Data for the task
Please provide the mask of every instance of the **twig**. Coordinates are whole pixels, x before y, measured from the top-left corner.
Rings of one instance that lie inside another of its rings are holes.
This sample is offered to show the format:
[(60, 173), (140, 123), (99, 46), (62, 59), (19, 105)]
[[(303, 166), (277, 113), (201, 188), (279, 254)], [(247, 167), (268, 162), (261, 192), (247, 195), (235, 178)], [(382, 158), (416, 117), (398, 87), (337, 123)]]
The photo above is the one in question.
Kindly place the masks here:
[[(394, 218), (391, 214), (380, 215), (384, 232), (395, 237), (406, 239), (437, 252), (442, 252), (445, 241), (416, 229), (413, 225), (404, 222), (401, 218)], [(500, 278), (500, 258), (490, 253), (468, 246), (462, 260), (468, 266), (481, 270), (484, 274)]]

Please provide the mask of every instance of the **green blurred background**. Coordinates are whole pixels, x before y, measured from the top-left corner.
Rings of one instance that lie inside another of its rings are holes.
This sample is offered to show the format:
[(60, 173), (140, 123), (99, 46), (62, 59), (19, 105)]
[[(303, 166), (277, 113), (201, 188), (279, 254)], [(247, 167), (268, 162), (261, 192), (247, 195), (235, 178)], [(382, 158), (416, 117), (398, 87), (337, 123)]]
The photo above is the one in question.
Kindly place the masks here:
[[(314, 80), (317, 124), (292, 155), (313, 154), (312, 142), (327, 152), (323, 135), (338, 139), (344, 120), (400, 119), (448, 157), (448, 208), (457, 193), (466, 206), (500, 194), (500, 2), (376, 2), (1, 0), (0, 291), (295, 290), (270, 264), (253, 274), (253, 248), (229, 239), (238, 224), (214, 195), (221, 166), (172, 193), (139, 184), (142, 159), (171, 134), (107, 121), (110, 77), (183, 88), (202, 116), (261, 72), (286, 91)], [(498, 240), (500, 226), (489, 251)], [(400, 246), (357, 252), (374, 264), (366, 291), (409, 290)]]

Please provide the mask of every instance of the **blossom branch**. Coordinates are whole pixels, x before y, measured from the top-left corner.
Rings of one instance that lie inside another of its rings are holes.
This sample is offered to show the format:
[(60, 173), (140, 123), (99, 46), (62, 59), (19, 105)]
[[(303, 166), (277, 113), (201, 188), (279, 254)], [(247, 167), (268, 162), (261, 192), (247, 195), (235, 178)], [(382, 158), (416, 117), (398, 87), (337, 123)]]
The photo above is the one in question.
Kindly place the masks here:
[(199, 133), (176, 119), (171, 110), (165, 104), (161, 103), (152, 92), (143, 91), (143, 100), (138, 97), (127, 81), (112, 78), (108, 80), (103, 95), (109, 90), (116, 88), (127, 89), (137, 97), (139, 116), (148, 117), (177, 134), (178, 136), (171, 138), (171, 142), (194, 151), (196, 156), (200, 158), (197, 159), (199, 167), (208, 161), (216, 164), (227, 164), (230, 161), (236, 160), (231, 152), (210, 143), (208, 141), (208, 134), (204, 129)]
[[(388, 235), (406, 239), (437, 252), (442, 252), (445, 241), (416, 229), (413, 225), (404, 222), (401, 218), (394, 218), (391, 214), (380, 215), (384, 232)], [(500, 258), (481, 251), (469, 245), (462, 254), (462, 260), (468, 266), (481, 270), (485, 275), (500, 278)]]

Task to carry out
Look through the entries above and count each line holding "whole"; report the count alone.

Solution for this task
3